## Quoted text:
········
Benchmarking Machine Learning Models with Cross-Validation and Matplotlib in Python

Author:Murphy | View: 26388 | Time: 2025-03-23 20:05:02

In this article, we will look at how to use Python to compare and evaluate the performance of machine learning models.

We will use cross-validation with Sklearn to test the models and Matplotlib to display the results.

The main motivation for doing this is to have a clear and accurate understanding of model performance and thus improve the model selection process.

Cross-validation is a robust method for testing models on data other than training data. It allows us to evaluate model performance on folds, data that has not been used to train the model itself, which gives us a more accurate estimate of model performance on real data.

For a detailed explanation of cross-validation, check this out article

What is cross-validation in machine learning

We will use an object-oriented approach so that we can reuse it for other machine learning projects easily, making this method highly replicable.

The Benchmark class

To start, we will create a class called Benchmark which will be responsible for testing models. The class will accept a dictionary of models, where the key will be the model name and the value will be the template object itself.

The class will also generate test data using the make_classification function of scikit-learn.

import numpy as np
from sklearn import model_selection
from sklearn import metrics
from sklearn import datasets

import matplotlib.pyplot as plt

class Benchmark:
  """
  This class allows to compare and evaluate the 
  performance of machine learning models using cross-validation

  Parameters
  ----------
  models : dict
      Dictionary of models, 
      where the key is the name of the model and
      the value is the model object.
  """

  def __init__(self, models):
      self.models = models

  def test_models(self, X=None, y=None, cv=5):
    """
    Test the models using the provided data and cross-validation.

    Parameters
    ----------
    X : array-like or DataFrame, shape (n_samples, n_features)
        Features for the test data.
    y : array-like or Series, shape (n_samples,)
        Target for the test data.
    cv : int, cross-validation generator or an iterable, optional
        Number of folds for the cross-validation.

    Returns
    -------
    best_model : str
        Name of the model with the highest score.
    """
    if X is None or y is None:
        X, y = datasets.make_classification(
            n_samples=100, 
            n_features=10, 
            n_classes=2, 
            n_clusters_per_class=1, 
            random_state=0
        )
    self.results = {}
    for name, model in self.models.items():
        scores = model_selection.cross_val_score(model, X, y, cv=cv)
        self.results[name] = scores.mean()
    self.best_model = max(self.results, key=self.results.get)
    return f"The best model is: {self.best_model} with a score of {self.results[self.best_model]:.3f}"
········
## Problem a:
Count the lines in the records below that contain the word "molding", and reply with that number alone.

## Entries for bounding box labeling:
········
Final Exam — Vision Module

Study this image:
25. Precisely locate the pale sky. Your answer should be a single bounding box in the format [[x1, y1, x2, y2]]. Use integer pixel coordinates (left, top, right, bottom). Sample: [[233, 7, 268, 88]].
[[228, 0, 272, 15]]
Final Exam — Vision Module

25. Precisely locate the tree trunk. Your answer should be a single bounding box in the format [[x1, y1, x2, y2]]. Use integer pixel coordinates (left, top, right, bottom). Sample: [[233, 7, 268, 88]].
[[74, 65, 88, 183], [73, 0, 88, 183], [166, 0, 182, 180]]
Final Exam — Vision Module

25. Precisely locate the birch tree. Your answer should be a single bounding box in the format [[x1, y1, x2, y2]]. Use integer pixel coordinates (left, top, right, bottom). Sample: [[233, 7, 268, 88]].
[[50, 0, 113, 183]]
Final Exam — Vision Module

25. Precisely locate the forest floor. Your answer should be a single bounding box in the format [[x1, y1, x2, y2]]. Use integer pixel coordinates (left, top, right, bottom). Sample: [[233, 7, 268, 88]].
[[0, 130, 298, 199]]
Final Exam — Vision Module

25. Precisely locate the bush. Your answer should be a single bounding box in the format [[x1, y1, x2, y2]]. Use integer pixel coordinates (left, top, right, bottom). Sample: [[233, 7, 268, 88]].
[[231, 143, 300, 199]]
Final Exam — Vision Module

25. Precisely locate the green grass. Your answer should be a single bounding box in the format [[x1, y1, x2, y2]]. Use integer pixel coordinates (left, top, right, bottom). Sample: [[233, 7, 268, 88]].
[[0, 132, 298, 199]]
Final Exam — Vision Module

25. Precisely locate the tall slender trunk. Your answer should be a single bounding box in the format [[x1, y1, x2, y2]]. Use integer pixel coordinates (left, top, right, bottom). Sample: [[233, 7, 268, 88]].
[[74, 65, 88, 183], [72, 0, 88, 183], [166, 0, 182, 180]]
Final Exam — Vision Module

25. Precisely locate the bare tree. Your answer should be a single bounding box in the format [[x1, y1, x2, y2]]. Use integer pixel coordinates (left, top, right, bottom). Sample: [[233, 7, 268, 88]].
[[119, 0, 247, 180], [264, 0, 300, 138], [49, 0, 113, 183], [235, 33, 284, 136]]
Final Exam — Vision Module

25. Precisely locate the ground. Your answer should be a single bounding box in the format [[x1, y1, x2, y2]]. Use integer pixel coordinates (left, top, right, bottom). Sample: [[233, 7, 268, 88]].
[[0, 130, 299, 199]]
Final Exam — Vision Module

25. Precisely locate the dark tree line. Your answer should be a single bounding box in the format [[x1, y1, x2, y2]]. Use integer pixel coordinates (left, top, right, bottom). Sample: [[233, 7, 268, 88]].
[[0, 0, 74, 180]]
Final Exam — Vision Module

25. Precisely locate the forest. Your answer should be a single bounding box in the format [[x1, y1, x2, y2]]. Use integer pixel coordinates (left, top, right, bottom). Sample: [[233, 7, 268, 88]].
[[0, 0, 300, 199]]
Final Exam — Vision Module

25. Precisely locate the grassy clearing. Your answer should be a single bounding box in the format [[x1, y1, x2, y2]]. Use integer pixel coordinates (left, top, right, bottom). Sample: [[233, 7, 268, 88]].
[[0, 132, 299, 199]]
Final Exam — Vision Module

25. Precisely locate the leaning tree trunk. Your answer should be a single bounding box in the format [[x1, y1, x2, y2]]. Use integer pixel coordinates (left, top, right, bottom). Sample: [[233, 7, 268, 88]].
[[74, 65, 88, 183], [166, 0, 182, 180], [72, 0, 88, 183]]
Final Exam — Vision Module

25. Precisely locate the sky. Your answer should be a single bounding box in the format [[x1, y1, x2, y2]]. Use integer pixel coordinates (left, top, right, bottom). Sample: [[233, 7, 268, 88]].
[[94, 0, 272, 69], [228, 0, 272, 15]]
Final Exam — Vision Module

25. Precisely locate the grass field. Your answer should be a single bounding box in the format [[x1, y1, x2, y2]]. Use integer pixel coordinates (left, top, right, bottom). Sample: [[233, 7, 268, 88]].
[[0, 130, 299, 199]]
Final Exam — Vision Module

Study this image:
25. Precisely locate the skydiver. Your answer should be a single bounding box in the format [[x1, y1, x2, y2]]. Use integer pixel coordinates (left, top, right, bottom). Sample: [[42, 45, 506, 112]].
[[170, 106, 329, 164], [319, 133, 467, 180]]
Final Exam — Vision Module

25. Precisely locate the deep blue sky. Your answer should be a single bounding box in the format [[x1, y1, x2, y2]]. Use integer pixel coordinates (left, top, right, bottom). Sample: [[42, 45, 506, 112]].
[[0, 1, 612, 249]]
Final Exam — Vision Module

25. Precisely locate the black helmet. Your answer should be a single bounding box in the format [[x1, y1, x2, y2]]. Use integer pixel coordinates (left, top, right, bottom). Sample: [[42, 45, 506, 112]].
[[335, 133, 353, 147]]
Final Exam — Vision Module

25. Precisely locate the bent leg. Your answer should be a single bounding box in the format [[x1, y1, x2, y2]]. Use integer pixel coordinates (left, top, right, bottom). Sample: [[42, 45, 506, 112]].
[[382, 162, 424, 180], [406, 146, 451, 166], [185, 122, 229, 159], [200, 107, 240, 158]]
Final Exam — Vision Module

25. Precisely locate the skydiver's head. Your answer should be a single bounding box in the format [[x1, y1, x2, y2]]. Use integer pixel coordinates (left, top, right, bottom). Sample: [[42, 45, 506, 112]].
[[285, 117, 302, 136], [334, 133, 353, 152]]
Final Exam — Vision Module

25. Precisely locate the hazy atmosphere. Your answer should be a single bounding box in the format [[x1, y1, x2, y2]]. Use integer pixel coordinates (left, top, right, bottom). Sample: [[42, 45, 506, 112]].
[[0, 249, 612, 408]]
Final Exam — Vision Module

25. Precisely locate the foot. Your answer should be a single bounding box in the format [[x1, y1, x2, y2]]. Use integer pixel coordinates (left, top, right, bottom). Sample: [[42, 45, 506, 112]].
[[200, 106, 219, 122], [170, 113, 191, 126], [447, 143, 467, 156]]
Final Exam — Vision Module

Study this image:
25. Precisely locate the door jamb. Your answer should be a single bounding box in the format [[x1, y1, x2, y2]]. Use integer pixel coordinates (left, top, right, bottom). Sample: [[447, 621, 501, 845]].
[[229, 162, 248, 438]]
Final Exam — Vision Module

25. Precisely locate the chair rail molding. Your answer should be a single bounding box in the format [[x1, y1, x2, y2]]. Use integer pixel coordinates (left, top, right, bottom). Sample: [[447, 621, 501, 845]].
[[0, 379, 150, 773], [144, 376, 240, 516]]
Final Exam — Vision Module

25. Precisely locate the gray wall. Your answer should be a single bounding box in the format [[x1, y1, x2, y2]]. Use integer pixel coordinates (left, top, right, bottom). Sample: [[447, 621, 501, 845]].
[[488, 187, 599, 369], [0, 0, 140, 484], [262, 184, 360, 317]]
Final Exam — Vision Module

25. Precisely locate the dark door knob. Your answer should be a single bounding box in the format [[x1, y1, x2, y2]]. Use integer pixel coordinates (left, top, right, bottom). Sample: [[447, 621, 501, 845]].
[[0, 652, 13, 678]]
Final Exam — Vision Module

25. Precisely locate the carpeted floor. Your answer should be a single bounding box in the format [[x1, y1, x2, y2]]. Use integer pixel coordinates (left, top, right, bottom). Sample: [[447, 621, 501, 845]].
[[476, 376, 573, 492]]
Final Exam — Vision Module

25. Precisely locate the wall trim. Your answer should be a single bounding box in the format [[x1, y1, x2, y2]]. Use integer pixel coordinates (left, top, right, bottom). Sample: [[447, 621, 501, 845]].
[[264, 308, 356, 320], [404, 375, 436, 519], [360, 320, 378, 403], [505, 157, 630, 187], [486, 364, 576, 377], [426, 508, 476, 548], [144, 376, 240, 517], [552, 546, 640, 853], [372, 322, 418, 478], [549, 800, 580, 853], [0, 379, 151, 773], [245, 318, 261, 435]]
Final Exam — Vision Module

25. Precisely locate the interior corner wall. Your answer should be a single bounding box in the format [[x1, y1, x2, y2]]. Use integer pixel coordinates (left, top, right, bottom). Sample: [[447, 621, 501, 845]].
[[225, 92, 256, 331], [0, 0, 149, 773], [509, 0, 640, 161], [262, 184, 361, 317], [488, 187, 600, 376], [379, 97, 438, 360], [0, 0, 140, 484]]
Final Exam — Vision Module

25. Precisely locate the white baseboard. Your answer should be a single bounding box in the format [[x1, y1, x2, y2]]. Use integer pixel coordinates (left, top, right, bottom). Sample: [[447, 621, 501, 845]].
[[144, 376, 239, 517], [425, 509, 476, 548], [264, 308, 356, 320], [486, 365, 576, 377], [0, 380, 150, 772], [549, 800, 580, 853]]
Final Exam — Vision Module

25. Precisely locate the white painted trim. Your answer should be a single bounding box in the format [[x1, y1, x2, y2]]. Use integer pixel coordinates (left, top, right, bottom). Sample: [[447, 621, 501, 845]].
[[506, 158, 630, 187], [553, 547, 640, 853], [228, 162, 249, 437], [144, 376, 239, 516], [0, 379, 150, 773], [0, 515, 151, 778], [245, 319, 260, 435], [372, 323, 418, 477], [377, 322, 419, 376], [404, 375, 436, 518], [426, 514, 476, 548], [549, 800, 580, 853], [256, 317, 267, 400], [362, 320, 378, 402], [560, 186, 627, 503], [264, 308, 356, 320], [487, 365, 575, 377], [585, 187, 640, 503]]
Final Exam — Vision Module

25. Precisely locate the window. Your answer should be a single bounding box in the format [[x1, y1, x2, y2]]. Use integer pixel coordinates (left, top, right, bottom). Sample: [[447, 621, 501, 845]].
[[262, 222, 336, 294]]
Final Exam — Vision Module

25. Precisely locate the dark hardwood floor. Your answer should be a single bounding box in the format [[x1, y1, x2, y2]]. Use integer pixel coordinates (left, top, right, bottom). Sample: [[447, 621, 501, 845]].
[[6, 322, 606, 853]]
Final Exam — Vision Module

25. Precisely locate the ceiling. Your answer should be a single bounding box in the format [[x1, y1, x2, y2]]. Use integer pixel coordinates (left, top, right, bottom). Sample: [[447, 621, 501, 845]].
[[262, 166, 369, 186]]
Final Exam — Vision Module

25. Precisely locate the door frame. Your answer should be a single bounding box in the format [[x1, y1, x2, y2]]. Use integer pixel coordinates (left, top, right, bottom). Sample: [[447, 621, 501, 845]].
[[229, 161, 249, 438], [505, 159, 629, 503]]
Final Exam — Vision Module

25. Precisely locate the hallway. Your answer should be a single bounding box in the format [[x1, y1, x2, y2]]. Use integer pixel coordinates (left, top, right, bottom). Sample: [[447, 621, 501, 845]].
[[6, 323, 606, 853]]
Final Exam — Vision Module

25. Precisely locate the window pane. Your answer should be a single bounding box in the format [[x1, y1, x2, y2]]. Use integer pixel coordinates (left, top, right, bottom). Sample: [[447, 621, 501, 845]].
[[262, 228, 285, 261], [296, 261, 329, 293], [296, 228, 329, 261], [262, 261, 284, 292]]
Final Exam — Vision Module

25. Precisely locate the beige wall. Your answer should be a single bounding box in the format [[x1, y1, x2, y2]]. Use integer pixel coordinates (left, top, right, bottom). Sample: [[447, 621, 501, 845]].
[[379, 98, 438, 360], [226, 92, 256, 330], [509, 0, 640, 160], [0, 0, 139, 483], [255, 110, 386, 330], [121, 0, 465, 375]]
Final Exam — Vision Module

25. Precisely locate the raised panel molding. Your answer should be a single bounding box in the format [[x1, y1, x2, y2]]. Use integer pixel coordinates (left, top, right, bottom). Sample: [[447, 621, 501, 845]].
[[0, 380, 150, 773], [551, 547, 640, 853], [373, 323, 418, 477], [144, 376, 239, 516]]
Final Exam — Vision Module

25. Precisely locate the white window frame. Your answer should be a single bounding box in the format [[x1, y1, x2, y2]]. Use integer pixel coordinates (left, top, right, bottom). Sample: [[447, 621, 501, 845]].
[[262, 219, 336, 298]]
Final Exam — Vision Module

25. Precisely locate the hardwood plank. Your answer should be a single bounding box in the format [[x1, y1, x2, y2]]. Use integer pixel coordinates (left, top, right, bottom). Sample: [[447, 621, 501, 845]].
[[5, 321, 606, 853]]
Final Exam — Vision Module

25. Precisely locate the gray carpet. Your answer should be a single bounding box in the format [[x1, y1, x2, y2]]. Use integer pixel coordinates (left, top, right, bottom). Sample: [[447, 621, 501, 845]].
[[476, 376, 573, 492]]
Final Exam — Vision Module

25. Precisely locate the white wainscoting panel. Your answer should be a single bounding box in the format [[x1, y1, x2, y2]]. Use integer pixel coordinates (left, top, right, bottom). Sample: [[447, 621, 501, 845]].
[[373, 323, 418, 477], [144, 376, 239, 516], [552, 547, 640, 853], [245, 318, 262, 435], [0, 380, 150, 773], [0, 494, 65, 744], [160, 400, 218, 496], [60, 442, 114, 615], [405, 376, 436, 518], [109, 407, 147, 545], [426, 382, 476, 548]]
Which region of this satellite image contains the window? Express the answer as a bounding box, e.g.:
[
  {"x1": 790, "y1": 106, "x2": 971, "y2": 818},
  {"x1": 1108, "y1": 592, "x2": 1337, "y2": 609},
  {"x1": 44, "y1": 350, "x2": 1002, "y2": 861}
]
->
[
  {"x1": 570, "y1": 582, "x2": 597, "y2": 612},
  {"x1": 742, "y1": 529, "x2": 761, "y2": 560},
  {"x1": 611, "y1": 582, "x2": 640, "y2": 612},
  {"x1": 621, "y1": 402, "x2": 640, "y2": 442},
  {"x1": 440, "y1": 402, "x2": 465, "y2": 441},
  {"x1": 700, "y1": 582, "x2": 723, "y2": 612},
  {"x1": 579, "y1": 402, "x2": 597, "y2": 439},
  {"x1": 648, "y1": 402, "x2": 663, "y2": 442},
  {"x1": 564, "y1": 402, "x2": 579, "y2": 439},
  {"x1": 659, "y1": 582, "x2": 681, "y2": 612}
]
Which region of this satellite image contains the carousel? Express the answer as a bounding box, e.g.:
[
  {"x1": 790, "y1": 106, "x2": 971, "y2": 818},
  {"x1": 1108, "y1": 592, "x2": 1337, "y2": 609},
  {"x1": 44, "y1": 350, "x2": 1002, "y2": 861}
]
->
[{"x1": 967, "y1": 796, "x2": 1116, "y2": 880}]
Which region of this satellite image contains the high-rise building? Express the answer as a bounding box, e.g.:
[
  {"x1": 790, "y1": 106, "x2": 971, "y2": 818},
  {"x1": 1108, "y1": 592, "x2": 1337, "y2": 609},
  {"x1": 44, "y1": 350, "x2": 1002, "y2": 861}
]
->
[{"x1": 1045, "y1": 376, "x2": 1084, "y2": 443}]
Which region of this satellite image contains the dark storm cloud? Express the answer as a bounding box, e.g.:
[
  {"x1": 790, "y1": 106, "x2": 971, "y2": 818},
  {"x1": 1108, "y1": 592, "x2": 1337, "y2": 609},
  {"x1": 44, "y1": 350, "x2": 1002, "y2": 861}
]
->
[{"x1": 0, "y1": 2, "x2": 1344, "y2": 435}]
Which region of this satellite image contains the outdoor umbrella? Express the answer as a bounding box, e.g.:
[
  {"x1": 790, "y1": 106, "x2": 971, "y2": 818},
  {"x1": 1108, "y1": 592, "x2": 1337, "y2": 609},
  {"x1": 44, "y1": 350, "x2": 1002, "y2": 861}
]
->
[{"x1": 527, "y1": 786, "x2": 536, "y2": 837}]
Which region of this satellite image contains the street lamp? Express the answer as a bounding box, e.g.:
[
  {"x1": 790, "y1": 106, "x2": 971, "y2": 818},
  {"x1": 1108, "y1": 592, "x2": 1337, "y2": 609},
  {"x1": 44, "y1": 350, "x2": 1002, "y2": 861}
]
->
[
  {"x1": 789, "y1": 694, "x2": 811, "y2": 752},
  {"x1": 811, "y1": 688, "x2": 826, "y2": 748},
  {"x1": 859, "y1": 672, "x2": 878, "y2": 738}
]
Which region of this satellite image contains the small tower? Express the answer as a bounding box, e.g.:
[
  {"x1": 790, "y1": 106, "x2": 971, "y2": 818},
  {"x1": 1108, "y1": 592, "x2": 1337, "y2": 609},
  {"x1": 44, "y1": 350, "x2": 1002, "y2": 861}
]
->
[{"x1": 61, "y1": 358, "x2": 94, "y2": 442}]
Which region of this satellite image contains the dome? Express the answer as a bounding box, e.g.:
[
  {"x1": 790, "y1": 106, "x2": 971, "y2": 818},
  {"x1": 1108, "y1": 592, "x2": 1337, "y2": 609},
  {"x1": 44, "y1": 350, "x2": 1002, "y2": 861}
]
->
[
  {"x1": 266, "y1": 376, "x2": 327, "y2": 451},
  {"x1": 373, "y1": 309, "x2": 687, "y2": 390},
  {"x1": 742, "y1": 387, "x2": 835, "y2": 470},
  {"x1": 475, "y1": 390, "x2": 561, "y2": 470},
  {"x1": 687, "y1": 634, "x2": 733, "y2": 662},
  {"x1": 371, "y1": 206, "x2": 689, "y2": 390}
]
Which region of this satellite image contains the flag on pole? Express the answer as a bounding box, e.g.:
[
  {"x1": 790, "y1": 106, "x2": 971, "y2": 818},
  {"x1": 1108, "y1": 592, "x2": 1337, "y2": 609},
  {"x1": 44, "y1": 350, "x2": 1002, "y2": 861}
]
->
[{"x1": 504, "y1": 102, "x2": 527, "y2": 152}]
········
## Problem b:
Carry on the article about benchmarking machine learning models from the point where it stops.

## Response a:
2

## Response b:
The main function of the class will be the test_models function, which will accept test data and use cross-validation to test the models. The function will store the results in an instance-bound variable and return the model with the highest score through the various iterations of the cross-validation.

To display the results, we will add a function called plot_cv_results to the class. This function will use Matplotlib to create a bar graph showing the average cross validation score for each model.

def plot_cv_results(self):
  """
  Create a bar chart to visualize the cross-validation results.

  Returns
  -------
  None
  """
  plt.figure(figsize=(15,5))
  x = np.arange(len(self.results))
  plt.bar(x, list(self.results.values()), align='center', color ='g')
  plt.xticks(x, list(self.results.keys()))
  plt.ylim([0, 1])
  plt.ylabel('Cross-Validation Score')
  plt.xlabel('Models')
  plt.title('Model Comparison')
  for index, value in enumerate(self.results.values()):
      plt.text(index, value, str(round(value,2)))
  plt.show()

Finally, to use the class, we will instantiate the Benchmark object by passing in the dictionary of models and calling the test_models function with the test data. Next, we will use the plot_cv_results function to display the results.

from sklearn import linear_model, ensemble

models = {
    'logistic': linear_model.LogisticRegression(),
    'randomforest': ensemble.RandomForestClassifier(),
    'extratrees': ensemble.ExtraTreesClassifier(),
    'gbm': ensemble.GradientBoostingClassifier()
}

benchmark = Benchmark(models)
print(benchmark.test_models())
benchmark.plot_cv_results()

And this is the result.

Model benchmark result. Image by author.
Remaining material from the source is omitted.